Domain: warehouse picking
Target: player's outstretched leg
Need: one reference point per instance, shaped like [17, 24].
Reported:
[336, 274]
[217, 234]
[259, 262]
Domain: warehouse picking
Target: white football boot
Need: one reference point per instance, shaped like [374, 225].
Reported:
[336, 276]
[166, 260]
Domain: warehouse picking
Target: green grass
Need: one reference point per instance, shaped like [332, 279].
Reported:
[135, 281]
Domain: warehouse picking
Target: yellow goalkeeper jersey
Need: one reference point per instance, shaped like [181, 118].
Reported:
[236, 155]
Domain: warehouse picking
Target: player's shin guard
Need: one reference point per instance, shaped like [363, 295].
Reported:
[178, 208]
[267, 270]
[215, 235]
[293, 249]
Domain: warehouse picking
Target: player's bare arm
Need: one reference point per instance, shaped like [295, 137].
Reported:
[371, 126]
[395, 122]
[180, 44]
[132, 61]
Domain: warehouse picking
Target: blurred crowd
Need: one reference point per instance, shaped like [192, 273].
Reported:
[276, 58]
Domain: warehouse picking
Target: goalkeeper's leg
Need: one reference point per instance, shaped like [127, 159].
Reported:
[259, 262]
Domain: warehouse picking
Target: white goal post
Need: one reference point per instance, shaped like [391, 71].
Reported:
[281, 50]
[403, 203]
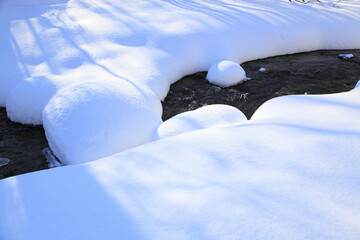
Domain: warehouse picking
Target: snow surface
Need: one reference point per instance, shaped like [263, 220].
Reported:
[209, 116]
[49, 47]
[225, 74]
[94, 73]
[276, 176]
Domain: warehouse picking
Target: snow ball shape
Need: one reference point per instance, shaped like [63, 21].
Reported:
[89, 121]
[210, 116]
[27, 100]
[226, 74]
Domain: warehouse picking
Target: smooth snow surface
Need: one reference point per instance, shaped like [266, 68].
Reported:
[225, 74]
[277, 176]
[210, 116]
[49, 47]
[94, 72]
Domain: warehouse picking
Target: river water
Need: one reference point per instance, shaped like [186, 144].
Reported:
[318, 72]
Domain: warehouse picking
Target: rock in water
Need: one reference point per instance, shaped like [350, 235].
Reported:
+===+
Job -> Quote all the records verbatim, dropping any pictures from your copy.

Response below ->
Domain: warehouse picking
Target: player's outstretched leg
Need: one reference point per instance, shaped like [17, 24].
Reported:
[336, 274]
[217, 234]
[259, 262]
Domain: warehouse picking
Target: white football boot
Need: one reference point per instance, shaped like [374, 225].
Reported:
[336, 276]
[166, 260]
Domain: warehouse picking
Target: green grass
Need: one reference point per instance, shaped like [332, 279].
Reported:
[135, 281]
Domain: warehouse picking
Target: yellow goalkeeper jersey
Need: one reference point per instance, shaped like [181, 118].
Reported:
[236, 155]
Domain: warehouse picking
Target: player's shin guard
Need: one reference point per instance, shaped like [363, 295].
Reported:
[178, 208]
[267, 270]
[215, 235]
[293, 249]
Domain: warehouse picking
Target: player's bare arm
Need: one reference point per instance, shaped like [295, 137].
Reported:
[371, 126]
[395, 122]
[180, 44]
[132, 61]
Domain: warehouse picking
Target: blurred crowd
Need: one reference point per instance, shaped like [192, 273].
Reported:
[276, 58]
Domain: warehouse picking
Target: goalkeeper's leg
Need: one reference point per instance, shaped like [127, 159].
Reported:
[259, 262]
Domain: warehouse picking
Target: white goal post
Need: one reference point per instance, shaped like [391, 71].
Reported:
[281, 50]
[403, 203]
Domain: warehouse picking
Target: snow surface
Need: one reference point per instance, shaped like [263, 220].
Reported:
[209, 116]
[49, 47]
[225, 74]
[94, 73]
[276, 176]
Domain: warehouse picking
Target: snow ball shape
Need: one reference point per instance, shaped like [63, 21].
Reported:
[89, 121]
[210, 116]
[27, 100]
[226, 74]
Domain: warehouse picking
Target: smooth snow surface
Need: one reference point per instance, shaped like [266, 68].
Reported:
[225, 74]
[277, 176]
[210, 116]
[49, 47]
[94, 72]
Domain: warehouse picking
Target: river water
Need: one reference point per instance, shaped like [186, 144].
Reported:
[318, 72]
Domain: warehouse picking
Target: rock in water
Need: one reference point per instance, shaped like [350, 235].
Reported:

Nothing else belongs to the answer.